[Source data]
═══

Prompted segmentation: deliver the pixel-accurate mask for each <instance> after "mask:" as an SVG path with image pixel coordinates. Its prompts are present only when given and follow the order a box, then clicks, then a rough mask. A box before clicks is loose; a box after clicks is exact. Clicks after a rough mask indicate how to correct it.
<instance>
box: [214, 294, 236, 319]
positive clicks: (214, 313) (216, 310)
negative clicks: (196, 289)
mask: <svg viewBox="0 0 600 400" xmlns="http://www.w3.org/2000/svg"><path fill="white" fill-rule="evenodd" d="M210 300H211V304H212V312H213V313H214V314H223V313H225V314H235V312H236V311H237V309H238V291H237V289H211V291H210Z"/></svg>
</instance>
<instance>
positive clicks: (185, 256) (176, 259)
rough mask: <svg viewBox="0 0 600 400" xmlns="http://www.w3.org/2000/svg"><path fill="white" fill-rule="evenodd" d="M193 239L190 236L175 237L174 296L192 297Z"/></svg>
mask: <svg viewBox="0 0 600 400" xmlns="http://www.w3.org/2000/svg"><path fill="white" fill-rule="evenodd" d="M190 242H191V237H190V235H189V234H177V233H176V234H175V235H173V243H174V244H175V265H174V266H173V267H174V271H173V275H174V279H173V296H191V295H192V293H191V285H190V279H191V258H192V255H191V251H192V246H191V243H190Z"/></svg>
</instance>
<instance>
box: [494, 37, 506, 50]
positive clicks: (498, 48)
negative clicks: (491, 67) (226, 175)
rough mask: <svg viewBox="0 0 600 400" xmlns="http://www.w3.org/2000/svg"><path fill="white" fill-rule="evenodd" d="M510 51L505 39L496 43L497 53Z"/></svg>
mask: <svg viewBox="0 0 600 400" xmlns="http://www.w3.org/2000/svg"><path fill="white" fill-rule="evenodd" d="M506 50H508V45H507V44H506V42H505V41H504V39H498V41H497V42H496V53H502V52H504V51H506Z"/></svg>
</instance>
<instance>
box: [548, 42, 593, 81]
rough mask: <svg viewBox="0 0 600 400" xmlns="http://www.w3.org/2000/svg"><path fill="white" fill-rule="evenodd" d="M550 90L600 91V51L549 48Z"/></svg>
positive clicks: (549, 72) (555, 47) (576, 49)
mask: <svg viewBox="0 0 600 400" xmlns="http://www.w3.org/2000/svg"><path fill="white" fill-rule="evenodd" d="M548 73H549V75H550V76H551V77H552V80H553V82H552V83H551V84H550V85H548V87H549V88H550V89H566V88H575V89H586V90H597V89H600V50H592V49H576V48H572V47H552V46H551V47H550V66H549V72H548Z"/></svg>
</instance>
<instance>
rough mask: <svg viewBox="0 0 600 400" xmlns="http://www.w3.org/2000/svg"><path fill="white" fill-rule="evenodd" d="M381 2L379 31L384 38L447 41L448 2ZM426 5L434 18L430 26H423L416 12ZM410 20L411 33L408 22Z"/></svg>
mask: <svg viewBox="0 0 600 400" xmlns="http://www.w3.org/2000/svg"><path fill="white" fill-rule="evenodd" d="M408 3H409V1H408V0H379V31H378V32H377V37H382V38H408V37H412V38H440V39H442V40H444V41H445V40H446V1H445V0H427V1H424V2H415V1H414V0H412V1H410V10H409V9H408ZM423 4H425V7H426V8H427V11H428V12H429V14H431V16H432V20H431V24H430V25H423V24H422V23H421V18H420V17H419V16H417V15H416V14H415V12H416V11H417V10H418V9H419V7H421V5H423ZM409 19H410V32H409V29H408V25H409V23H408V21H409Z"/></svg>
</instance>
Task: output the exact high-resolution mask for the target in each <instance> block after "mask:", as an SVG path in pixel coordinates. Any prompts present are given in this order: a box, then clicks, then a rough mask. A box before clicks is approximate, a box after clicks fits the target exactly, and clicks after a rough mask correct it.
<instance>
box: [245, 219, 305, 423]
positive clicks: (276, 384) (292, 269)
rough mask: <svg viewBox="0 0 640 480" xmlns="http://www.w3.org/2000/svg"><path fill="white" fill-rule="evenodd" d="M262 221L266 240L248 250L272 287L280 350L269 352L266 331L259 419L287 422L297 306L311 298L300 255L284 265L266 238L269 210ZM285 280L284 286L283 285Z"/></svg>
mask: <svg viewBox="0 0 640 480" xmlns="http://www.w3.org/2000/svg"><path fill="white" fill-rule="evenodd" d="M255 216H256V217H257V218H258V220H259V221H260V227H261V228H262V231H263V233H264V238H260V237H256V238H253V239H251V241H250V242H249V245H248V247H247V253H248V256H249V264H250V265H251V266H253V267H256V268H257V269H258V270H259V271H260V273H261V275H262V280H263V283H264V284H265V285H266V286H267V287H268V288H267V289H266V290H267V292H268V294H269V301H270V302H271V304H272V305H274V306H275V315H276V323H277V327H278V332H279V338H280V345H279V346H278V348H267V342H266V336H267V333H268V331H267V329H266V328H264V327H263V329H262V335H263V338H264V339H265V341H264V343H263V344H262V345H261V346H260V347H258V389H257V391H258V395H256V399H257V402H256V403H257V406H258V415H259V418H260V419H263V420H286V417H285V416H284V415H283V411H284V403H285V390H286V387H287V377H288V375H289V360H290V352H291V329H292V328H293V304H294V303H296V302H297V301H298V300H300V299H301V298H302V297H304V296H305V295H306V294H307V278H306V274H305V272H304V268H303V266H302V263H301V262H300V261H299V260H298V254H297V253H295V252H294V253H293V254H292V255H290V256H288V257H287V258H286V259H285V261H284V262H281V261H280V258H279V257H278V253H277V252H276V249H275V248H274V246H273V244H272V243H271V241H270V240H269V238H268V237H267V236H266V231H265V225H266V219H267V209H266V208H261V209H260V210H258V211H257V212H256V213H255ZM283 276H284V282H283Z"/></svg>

═══

◆ Exercise details:
Update the data above so that every "positive clicks" becomes "positive points", and leave everything else unchanged.

◆ Your response:
Prompted segmentation: deliver the pixel-accurate mask for each <instance> after "mask:" as an SVG path with image pixel coordinates. Its prompts are present only when given and follow the order a box, then clicks, then a rough mask. A box before clicks is loose; a box after clicks is exact. Clicks after a rough mask indicate how to correct it.
<instance>
box: [214, 294, 236, 319]
positive points: (214, 313) (216, 310)
negative clicks: (196, 289)
mask: <svg viewBox="0 0 600 400" xmlns="http://www.w3.org/2000/svg"><path fill="white" fill-rule="evenodd" d="M210 300H211V304H212V312H213V313H214V314H223V313H225V314H235V312H236V311H237V309H238V291H237V289H211V291H210Z"/></svg>
</instance>
<instance>
positive points: (185, 256) (176, 259)
rough mask: <svg viewBox="0 0 600 400" xmlns="http://www.w3.org/2000/svg"><path fill="white" fill-rule="evenodd" d="M193 239L190 236L175 237L174 296L192 297Z"/></svg>
mask: <svg viewBox="0 0 600 400" xmlns="http://www.w3.org/2000/svg"><path fill="white" fill-rule="evenodd" d="M190 242H191V237H190V235H189V234H177V233H176V234H175V235H173V243H174V244H175V265H174V266H173V267H174V271H173V275H174V279H173V296H191V295H192V293H191V285H190V279H191V258H192V255H191V251H192V246H191V243H190Z"/></svg>
</instance>
<instance>
box: [494, 37, 506, 50]
positive points: (498, 48)
negative clicks: (491, 67) (226, 175)
rough mask: <svg viewBox="0 0 600 400" xmlns="http://www.w3.org/2000/svg"><path fill="white" fill-rule="evenodd" d="M510 51L505 39L496 43L497 53Z"/></svg>
mask: <svg viewBox="0 0 600 400" xmlns="http://www.w3.org/2000/svg"><path fill="white" fill-rule="evenodd" d="M506 50H508V45H507V44H506V42H505V41H504V39H498V41H497V42H496V53H502V52H504V51H506Z"/></svg>
</instance>
<instance>
box: [548, 42, 593, 81]
rough mask: <svg viewBox="0 0 600 400" xmlns="http://www.w3.org/2000/svg"><path fill="white" fill-rule="evenodd" d="M550 90L600 91V51L549 48Z"/></svg>
positive points: (549, 72) (555, 47) (576, 49)
mask: <svg viewBox="0 0 600 400" xmlns="http://www.w3.org/2000/svg"><path fill="white" fill-rule="evenodd" d="M548 73H549V75H550V76H551V77H552V80H553V82H552V83H551V84H550V85H548V87H549V88H550V89H566V88H575V89H586V90H597V89H600V50H592V49H576V48H572V47H552V46H551V47H550V66H549V72H548Z"/></svg>
</instance>
<instance>
rough mask: <svg viewBox="0 0 600 400" xmlns="http://www.w3.org/2000/svg"><path fill="white" fill-rule="evenodd" d="M381 2L379 31L384 38L447 41L448 2ZM426 5L434 18L430 26H423L416 12ZM410 20L411 33L408 22Z"/></svg>
mask: <svg viewBox="0 0 600 400" xmlns="http://www.w3.org/2000/svg"><path fill="white" fill-rule="evenodd" d="M408 3H409V1H408V0H379V31H378V32H377V37H382V38H408V37H412V38H440V39H442V40H444V41H445V40H446V1H445V0H427V1H424V2H415V1H414V0H412V1H410V10H409V9H408ZM423 4H425V7H426V8H427V11H428V12H429V14H431V16H432V20H431V24H430V25H423V24H422V23H421V18H420V17H419V16H417V15H416V14H415V12H416V11H417V10H418V9H419V7H421V5H423ZM409 19H410V32H409V29H408V25H409V23H408V21H409Z"/></svg>
</instance>
Task: output the exact high-resolution mask for the target in each <instance> block after "mask:", as an SVG path in pixel coordinates. Any prompts present are given in this order: a box, then clicks, then a rough mask. A box before clicks is approximate, a box after clicks fits the target exactly, and clicks after a rough mask correct it.
<instance>
box: [245, 219, 305, 423]
positive points: (276, 384) (292, 269)
rough mask: <svg viewBox="0 0 640 480" xmlns="http://www.w3.org/2000/svg"><path fill="white" fill-rule="evenodd" d="M262 221L266 240L248 250L272 287L280 350L269 352L266 331L259 419L287 422L297 306L311 298L300 255L284 265L266 238L269 210ZM285 280L284 286L283 285Z"/></svg>
mask: <svg viewBox="0 0 640 480" xmlns="http://www.w3.org/2000/svg"><path fill="white" fill-rule="evenodd" d="M255 216H256V217H257V218H258V220H259V221H260V227H261V228H262V231H263V233H264V238H260V237H256V238H253V239H251V241H250V242H249V245H248V247H247V253H248V256H249V264H250V265H251V266H253V267H256V268H257V269H258V270H259V271H260V273H261V275H262V280H263V283H264V284H265V285H266V286H267V287H268V288H267V289H266V290H267V292H268V294H269V301H270V302H271V304H272V305H274V306H275V315H276V323H277V327H278V332H279V338H280V345H279V346H278V348H267V342H266V336H267V333H268V331H267V329H266V328H264V327H263V329H262V335H263V338H264V339H265V341H264V343H263V344H262V345H261V346H260V347H258V389H257V391H258V395H256V399H257V402H256V403H257V406H258V415H259V418H260V419H263V420H286V417H285V416H284V415H283V411H284V403H285V390H286V387H287V377H288V375H289V360H290V352H291V329H292V328H293V304H294V303H296V302H297V301H298V300H300V299H301V298H302V297H304V296H305V295H306V294H307V278H306V274H305V272H304V268H303V266H302V263H301V262H300V261H299V260H298V254H297V253H295V252H294V253H293V254H292V255H290V256H288V257H287V258H286V259H285V261H284V262H281V261H280V258H279V257H278V253H277V252H276V249H275V248H274V246H273V244H272V243H271V241H270V240H269V238H268V237H267V236H266V231H265V225H266V219H267V209H266V208H261V209H260V210H258V211H257V212H256V213H255ZM283 276H284V282H283Z"/></svg>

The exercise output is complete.